— start SUPPLIED ENTRIES —

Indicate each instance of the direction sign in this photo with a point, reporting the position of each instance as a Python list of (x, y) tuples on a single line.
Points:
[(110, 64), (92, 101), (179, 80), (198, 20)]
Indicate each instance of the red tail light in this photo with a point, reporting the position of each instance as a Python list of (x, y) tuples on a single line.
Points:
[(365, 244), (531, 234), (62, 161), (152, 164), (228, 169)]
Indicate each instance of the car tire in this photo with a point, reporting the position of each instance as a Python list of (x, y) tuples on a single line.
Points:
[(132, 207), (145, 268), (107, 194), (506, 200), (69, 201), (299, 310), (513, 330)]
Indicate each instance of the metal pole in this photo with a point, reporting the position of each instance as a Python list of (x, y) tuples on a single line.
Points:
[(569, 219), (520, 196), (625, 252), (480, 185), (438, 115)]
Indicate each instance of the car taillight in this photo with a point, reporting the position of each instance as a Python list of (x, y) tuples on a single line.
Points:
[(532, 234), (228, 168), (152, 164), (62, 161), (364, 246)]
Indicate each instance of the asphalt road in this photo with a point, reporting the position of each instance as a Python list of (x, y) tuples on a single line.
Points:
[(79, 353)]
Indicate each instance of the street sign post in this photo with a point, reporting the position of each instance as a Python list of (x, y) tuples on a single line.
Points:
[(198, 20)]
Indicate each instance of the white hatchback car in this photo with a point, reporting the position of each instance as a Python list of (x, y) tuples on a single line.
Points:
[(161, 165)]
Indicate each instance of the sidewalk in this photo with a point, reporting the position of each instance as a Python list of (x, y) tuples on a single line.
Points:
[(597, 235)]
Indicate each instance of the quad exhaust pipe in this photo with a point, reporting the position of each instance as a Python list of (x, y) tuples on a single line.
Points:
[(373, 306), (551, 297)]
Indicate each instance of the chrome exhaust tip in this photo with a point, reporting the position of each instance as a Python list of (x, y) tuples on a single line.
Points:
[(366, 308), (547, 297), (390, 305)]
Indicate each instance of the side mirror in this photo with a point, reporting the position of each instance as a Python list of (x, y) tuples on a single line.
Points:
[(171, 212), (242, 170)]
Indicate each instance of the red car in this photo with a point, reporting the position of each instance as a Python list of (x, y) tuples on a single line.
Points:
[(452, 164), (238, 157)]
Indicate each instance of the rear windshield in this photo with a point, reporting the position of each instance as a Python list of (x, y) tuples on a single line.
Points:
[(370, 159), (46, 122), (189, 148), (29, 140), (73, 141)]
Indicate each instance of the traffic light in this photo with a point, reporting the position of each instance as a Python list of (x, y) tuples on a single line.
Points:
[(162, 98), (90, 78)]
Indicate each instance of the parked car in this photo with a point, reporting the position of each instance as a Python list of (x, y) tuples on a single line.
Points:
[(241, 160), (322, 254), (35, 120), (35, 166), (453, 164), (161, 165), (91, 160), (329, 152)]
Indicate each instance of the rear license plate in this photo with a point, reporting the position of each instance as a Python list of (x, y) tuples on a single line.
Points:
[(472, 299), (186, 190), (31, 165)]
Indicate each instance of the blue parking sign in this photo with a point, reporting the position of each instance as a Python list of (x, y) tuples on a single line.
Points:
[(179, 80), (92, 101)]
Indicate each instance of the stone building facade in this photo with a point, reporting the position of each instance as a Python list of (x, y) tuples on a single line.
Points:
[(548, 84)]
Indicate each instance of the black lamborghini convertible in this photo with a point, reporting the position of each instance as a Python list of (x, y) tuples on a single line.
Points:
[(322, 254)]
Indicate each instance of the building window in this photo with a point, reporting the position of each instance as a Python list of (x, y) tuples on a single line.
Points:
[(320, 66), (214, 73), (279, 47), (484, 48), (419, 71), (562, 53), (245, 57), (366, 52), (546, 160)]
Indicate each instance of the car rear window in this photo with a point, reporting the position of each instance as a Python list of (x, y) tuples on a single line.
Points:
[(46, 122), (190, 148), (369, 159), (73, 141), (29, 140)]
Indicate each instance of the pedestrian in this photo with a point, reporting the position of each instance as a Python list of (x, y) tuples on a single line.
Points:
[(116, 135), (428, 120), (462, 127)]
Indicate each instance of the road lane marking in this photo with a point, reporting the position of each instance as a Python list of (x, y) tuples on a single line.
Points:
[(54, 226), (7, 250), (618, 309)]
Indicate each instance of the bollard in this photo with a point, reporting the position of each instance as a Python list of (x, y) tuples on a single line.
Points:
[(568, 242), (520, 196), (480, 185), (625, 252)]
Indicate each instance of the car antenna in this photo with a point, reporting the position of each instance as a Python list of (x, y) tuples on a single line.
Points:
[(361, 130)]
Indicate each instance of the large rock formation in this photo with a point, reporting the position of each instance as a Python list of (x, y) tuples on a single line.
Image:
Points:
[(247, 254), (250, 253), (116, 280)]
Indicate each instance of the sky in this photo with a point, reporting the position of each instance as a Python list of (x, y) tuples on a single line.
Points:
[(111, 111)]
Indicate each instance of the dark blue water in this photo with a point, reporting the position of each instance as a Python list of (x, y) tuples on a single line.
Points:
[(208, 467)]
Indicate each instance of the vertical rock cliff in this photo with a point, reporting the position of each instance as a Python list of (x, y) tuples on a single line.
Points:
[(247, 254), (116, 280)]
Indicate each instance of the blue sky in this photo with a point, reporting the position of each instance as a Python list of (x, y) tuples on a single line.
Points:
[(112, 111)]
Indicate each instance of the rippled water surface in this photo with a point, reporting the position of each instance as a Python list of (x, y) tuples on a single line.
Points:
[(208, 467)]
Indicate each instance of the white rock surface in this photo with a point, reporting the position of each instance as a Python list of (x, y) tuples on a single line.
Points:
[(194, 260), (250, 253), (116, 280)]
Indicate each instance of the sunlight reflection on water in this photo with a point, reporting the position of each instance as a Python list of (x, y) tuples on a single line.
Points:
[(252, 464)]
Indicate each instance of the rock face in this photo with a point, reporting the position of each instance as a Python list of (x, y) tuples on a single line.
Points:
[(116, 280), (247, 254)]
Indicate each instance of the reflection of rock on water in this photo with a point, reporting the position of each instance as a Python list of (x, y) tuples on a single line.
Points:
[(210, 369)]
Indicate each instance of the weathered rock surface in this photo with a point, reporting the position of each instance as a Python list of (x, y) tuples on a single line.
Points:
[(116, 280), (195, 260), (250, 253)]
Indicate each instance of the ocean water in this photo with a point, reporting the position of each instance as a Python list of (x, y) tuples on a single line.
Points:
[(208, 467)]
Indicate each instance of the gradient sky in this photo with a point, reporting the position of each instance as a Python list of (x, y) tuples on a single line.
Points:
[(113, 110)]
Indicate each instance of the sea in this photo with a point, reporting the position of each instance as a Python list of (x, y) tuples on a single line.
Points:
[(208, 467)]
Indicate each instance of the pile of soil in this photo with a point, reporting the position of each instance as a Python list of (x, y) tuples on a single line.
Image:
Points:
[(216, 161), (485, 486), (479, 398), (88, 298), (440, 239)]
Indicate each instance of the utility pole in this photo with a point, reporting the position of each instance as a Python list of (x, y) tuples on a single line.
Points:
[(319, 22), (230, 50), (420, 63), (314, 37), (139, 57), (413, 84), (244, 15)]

— end SUPPLIED ENTRIES —
— start SUPPLIED ENTRIES —

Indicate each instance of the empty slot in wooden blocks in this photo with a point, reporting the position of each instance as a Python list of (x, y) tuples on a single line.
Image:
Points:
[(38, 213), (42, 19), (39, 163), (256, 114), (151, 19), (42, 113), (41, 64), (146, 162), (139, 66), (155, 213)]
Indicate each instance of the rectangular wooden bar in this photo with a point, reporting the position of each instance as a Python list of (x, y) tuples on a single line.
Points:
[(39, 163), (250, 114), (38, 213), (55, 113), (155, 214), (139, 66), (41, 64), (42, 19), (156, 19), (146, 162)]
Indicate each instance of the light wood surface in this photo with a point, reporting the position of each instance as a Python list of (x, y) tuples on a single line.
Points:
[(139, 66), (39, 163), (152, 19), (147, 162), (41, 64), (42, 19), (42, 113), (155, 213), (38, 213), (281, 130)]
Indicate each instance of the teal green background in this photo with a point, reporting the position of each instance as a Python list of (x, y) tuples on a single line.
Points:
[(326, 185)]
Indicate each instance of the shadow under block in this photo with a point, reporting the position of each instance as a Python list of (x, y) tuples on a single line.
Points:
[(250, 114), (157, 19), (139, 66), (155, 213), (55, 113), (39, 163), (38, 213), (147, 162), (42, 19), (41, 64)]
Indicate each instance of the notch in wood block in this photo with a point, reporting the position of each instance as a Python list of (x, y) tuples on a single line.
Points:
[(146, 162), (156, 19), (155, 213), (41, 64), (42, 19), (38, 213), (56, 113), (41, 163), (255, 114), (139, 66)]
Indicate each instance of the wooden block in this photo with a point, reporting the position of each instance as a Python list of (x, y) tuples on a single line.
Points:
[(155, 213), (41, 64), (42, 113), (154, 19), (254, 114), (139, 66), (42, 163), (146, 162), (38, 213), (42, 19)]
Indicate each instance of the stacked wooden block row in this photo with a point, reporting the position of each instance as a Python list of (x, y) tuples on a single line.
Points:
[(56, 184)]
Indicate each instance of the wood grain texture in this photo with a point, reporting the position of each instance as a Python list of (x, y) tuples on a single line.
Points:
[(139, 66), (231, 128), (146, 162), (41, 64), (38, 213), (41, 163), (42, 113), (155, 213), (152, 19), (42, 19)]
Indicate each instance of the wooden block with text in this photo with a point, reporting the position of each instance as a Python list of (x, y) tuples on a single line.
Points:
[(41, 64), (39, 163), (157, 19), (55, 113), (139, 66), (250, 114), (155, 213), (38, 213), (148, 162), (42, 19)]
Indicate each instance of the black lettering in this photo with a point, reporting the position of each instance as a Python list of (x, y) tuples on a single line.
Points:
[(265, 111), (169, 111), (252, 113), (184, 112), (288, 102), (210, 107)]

— end SUPPLIED ENTRIES —

[PROBLEM TO SOLVE]
Format the stretch of items from the line containing "Indicate each instance of the direction" through the line containing "[(366, 308), (547, 297), (390, 305)]" as a JSON list of strings with one string per line, omitting blank lines.

[SOLUTION FOR THIS TASK]
[
  "Indicate each instance of the direction sign in this photo with a point, reporting the position of each instance as a Python list of (x, y) tuples on a single line.",
  "Points:",
  "[(110, 64), (92, 101), (179, 80), (198, 20)]",
  "Indicate each instance of the red tail light in this photo with a point, reporting the position of each instance as a Python list of (x, y) tuples on a single line.",
  "Points:",
  "[(365, 244), (531, 234), (62, 161), (152, 164), (228, 169)]",
  "Indicate each instance of the car tire in this photo with a point, reporting the position of each instance as a Python list of (x, y) tuples on a single line.",
  "Points:",
  "[(132, 207), (145, 268), (107, 194), (506, 200), (69, 201), (299, 310), (513, 330)]",
  "Indicate each instance of the metal pole in this photo with a point, reporting the position of each instance as a Python list of (x, y) tuples on a single line.",
  "Points:",
  "[(569, 219), (520, 196), (625, 252), (480, 185), (438, 115)]",
  "Indicate each instance of the car taillight in this photo with a point, reporting the position of each instance as a Python list of (x, y) tuples on a single line.",
  "Points:",
  "[(532, 234), (228, 168), (152, 164), (62, 161), (364, 246)]",
  "Indicate each instance of the asphalt road in this photo with a point, reporting the position of each instance as a Python list of (x, y) tuples on a single line.",
  "Points:",
  "[(79, 353)]",
  "Indicate each instance of the street sign post in this photo with a point, reporting the position of each instance as a Python list of (x, y) tuples on a single line.",
  "Points:",
  "[(198, 20)]",
  "Indicate each instance of the white hatchback car in this photo with a point, reporting the position of each instance as a Python list of (x, y) tuples on a single line.",
  "Points:",
  "[(161, 165)]",
  "Indicate each instance of the sidewalk in this photo with a point, reporting the position of each instance as a Python list of (x, y) tuples on a single line.",
  "Points:",
  "[(597, 235)]",
  "Indicate each instance of the quad exhaust pipe in this photo with a point, reporting the position of each instance as a Python list of (x, y) tuples on a single line.",
  "Points:",
  "[(373, 306), (551, 297)]",
  "Indicate each instance of the chrome exhaust tip in this photo with a point, reporting the position of each instance as a Python list of (x, y) tuples on a single line.",
  "Points:",
  "[(366, 308), (547, 297), (390, 305)]"
]